* BEGIN *

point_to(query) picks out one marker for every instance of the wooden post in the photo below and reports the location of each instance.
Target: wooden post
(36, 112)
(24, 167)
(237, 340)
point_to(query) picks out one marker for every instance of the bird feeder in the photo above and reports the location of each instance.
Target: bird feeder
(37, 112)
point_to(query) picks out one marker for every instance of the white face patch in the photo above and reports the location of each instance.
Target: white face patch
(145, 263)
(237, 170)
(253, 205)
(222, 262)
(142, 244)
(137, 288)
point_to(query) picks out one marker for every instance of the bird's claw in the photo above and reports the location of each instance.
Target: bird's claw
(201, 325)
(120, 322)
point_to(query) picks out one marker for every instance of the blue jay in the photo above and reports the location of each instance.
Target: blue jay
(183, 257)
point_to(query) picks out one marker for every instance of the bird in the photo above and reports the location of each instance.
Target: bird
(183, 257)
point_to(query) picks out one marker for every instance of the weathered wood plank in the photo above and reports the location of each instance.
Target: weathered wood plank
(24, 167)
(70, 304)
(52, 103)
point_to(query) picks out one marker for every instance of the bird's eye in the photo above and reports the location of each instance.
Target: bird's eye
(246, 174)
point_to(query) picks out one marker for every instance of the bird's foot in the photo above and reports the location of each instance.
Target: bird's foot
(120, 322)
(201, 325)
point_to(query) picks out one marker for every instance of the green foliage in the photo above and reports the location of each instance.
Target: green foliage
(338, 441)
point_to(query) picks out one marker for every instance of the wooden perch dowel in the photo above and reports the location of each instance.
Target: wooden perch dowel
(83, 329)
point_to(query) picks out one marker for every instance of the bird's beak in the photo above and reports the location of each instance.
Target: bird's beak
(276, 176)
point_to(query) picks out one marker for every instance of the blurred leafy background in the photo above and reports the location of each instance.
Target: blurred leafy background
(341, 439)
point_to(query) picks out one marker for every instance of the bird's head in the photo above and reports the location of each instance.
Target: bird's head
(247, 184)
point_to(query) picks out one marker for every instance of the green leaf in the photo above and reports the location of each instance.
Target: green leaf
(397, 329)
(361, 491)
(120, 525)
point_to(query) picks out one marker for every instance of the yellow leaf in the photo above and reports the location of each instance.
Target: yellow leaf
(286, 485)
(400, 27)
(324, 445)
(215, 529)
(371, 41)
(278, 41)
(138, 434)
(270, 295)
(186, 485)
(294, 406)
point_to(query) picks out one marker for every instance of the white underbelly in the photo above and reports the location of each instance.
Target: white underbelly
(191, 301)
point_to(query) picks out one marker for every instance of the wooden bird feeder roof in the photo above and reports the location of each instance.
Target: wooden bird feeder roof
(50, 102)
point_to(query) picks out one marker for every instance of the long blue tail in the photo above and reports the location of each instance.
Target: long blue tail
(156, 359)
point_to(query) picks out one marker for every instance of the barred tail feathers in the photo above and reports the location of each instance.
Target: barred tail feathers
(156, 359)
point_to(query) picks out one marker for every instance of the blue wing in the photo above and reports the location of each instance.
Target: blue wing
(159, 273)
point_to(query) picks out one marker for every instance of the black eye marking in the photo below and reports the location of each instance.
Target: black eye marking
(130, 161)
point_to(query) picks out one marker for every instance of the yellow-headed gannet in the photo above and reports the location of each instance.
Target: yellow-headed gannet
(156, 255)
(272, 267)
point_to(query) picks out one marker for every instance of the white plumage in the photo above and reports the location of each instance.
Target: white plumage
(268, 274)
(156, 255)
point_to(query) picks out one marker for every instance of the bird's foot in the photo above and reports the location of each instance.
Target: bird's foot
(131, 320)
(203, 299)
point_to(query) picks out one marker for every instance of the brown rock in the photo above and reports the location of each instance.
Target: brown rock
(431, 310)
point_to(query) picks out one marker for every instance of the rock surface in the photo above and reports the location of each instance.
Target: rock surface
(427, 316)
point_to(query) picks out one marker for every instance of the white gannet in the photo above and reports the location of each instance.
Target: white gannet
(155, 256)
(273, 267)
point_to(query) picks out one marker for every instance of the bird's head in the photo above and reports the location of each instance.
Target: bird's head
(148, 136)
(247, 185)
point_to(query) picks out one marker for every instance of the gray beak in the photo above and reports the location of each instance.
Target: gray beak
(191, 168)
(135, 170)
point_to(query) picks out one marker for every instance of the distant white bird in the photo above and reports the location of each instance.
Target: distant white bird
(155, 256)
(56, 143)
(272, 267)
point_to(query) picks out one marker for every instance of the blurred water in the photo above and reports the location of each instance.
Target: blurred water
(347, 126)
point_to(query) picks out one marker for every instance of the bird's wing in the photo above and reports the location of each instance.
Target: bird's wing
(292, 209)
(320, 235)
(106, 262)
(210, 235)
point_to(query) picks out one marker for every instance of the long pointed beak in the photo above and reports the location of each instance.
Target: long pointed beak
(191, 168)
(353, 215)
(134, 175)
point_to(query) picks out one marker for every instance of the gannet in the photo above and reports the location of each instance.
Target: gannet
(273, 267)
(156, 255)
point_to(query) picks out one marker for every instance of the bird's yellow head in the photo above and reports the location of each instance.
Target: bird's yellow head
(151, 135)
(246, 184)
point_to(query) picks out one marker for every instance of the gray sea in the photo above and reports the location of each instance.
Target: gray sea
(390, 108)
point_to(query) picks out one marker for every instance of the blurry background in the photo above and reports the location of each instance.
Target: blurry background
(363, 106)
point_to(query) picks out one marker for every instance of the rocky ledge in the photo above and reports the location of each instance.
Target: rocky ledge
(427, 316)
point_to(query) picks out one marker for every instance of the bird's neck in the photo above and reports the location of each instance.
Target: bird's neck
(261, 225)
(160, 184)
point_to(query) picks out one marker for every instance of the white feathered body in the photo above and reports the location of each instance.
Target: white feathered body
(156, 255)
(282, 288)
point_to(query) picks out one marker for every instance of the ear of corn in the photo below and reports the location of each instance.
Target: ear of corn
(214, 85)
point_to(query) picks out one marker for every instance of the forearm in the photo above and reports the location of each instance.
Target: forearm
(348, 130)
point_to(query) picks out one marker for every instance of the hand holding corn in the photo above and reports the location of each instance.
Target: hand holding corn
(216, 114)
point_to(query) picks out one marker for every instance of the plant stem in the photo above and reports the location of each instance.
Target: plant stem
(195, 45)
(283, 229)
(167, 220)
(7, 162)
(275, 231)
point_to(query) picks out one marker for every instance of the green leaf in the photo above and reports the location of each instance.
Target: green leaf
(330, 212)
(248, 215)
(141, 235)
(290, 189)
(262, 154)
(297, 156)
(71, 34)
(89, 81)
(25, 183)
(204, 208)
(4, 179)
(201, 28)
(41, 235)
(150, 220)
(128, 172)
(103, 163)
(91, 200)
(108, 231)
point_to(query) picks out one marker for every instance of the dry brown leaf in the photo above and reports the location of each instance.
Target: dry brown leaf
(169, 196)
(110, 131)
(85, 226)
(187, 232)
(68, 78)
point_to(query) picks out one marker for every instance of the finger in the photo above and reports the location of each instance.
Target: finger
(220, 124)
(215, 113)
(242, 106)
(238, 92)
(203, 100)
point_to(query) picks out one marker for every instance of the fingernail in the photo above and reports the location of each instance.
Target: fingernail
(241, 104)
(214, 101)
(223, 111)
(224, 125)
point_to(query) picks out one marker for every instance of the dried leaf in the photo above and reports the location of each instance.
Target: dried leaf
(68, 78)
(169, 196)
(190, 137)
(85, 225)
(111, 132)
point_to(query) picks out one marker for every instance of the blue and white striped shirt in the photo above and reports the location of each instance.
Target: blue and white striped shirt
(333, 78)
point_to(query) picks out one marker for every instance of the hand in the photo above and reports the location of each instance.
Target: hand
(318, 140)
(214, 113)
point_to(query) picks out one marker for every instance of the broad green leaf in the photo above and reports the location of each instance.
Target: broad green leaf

* END *
* BEGIN *

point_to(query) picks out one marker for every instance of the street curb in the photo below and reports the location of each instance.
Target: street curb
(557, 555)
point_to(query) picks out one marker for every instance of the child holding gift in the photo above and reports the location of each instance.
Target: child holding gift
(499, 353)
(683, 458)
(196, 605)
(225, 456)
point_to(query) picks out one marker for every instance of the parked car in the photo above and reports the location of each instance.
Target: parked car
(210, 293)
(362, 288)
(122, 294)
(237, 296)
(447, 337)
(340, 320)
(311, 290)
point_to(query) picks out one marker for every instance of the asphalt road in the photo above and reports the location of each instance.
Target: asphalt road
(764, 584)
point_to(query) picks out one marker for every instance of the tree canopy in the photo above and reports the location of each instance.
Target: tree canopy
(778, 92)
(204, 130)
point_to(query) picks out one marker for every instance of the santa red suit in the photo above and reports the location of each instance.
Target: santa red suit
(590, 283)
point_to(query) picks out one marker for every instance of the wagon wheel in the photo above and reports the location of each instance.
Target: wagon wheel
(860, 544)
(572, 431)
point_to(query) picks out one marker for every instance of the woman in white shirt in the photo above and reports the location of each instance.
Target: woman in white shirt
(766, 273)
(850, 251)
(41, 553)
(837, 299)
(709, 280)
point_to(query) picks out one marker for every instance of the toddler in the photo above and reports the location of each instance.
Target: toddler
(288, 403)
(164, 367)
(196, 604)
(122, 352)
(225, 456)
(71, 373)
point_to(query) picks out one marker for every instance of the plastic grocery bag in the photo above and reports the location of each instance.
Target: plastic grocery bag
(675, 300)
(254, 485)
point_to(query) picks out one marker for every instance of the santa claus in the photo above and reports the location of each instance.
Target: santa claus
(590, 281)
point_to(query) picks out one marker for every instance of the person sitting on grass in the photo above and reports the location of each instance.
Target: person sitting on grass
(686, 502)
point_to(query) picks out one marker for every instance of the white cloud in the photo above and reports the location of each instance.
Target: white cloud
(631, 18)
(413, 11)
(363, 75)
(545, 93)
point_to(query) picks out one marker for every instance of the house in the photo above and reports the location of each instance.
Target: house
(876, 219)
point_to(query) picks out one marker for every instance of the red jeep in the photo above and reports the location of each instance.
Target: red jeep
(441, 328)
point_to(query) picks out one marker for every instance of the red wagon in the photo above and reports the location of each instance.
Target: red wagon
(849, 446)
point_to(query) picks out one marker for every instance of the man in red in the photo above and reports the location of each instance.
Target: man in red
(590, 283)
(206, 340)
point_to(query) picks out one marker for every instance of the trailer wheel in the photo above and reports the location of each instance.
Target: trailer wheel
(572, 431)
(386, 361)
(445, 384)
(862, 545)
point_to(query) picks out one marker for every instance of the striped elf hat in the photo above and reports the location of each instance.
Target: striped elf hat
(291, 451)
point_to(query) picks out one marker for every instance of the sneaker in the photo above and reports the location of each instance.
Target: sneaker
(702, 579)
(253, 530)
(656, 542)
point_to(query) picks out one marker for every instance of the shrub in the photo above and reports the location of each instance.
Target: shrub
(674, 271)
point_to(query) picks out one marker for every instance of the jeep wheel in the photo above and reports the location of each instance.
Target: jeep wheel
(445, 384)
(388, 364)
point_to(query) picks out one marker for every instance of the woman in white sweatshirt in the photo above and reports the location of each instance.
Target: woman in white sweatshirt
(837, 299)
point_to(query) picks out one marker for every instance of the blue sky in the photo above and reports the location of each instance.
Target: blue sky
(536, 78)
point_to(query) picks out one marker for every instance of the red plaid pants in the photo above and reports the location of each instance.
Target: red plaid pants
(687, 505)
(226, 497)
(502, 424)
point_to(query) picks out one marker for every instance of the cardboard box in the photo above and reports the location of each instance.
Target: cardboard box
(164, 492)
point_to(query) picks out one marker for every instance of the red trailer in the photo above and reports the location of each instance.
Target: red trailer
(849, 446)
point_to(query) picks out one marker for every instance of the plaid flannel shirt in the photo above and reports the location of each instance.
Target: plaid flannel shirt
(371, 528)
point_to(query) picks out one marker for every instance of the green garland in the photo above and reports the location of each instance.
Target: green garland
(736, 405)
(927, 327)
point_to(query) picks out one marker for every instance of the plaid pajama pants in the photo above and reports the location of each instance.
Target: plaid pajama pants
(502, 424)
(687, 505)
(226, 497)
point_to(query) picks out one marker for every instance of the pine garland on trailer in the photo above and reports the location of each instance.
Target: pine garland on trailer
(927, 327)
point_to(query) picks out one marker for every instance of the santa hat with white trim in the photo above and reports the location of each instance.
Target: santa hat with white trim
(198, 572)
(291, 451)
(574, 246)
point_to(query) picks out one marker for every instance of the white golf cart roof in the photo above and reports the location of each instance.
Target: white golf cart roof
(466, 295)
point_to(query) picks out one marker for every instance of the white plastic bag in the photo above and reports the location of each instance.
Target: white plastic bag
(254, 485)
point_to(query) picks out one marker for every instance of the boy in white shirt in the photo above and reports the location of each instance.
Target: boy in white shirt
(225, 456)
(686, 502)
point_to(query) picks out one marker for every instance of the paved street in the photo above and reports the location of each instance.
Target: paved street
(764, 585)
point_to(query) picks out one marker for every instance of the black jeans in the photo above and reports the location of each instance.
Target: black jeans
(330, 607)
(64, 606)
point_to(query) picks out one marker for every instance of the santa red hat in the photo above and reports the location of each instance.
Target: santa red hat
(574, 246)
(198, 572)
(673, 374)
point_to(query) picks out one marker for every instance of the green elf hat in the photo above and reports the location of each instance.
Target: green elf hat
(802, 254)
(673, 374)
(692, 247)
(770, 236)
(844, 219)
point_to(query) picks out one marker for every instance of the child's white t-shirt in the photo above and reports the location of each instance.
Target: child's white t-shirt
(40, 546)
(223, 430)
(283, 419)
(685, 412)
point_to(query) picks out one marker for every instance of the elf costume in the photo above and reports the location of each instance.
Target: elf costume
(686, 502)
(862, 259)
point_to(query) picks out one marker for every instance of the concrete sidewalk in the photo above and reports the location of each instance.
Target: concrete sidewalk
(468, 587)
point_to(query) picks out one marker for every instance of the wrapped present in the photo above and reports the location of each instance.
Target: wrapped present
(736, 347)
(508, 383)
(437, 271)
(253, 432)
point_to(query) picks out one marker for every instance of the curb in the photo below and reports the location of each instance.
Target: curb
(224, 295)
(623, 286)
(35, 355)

* END *

Exercise description:
List each line in the material above that contains the string "trim".

Exercise answer:
point_to(query) picks out one marker for every instance of the santa hat with white trim in the photo above and reports the location of each instance.
Target: santa hat with white trim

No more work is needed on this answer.